== Exercise objective ==
Present every line of the data below as a numbered list, skipping any blank lines. Leave the pictures out of your answer.

== Material provided ==
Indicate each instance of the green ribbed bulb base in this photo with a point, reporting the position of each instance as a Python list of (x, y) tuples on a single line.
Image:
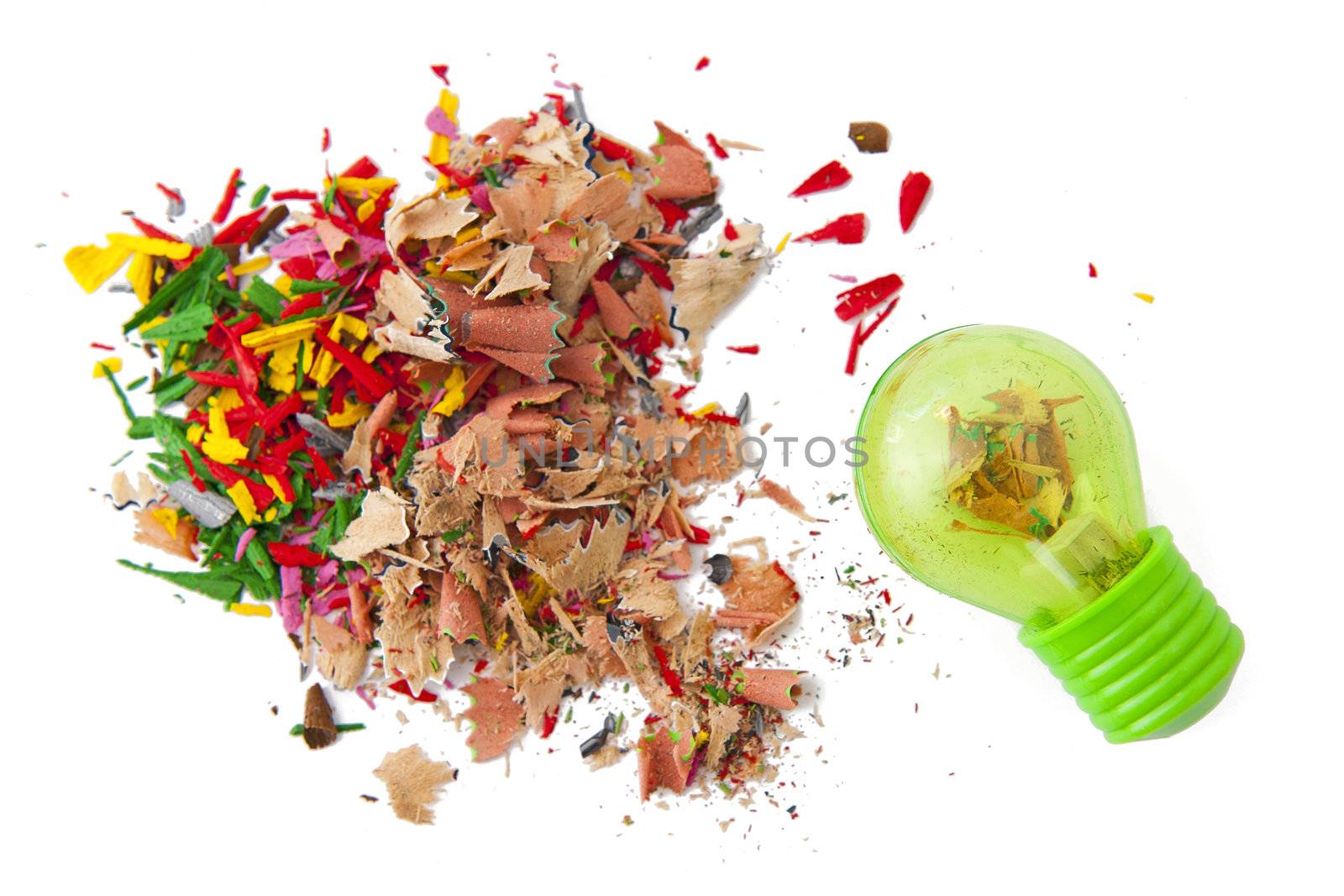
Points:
[(1149, 658)]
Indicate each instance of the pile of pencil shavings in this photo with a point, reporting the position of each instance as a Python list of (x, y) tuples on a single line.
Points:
[(443, 434)]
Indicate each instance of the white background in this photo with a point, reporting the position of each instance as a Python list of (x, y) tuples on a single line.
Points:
[(1193, 154)]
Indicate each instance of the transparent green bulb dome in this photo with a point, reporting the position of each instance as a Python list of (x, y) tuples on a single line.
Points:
[(1001, 470)]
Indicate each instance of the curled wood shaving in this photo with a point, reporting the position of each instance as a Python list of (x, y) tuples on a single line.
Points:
[(414, 782)]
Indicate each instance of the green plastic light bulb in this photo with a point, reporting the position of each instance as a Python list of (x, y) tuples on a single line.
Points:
[(1001, 470)]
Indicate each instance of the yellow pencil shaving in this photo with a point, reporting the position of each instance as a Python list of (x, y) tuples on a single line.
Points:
[(151, 246), (362, 187), (249, 266), (454, 394), (141, 275), (107, 365), (250, 609), (242, 500), (277, 336), (93, 265), (167, 519), (219, 445)]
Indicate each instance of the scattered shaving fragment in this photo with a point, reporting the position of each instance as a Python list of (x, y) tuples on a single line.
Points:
[(414, 782), (870, 136), (319, 727)]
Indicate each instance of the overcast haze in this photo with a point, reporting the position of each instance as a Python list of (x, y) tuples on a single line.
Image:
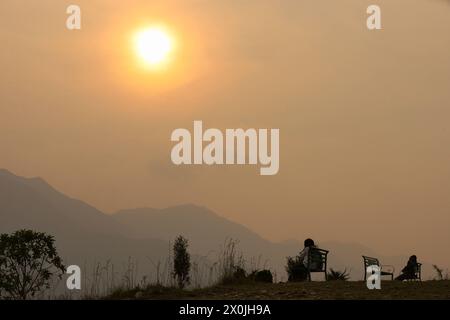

== Task answer ==
1. Indicate each instance of the green ribbed bulb base in this photo with a point, reporting the position of each instance as a Python list of (x, y) tuples on a single line.
2. Image:
3. Points:
4. [(1149, 658)]
5. Indicate each instance of the pile of pencil shavings in this photo with a point, reporting the position of each instance as a Python list of (x, y) tuples on a single line.
6. Points:
7. [(443, 434)]
8. Indicate each instance of the white background in this photo with a point, reporting the position of each instance as a Python list of (x, y) tuples on a single line.
9. Points:
10. [(1193, 154)]
11. Indicate each instance of the transparent green bulb dome in this photo with a point, reporting the position of each instance as a Python list of (x, y) tuples on a single line.
12. Points:
13. [(1001, 470)]
14. Indicate each instance of the curled wood shaving in this photo with a point, reporting the position of each instance as a Python list of (x, y) tuples on a single line.
15. Points:
16. [(414, 782)]
17. Indicate each instance of the green plastic light bulb in this photo with a point, reporting the position of each instance as a Python list of (x, y) tuples on a single line.
18. Points:
19. [(1001, 470)]
20. Indicate each instance of the yellow pencil shaving in this photo with a point, reporting the position of each instance as a Python list of (x, y) tuples on a single line.
21. Points:
22. [(151, 246), (362, 187), (249, 266), (454, 394), (141, 275), (107, 365), (250, 609), (242, 500), (277, 336), (93, 265), (167, 519), (219, 445)]
23. Indicate each instance of the scattered shaving fragment in this photo with a point, reporting the position of each instance as a Python list of (x, y) tuples on a single line.
24. Points:
25. [(414, 782), (870, 136), (319, 727)]
26. Indicate each instance of the overcast haze in this photo with a point, reporting the position of each instance as a Python list of (x, y) tuples on a single line.
27. Image:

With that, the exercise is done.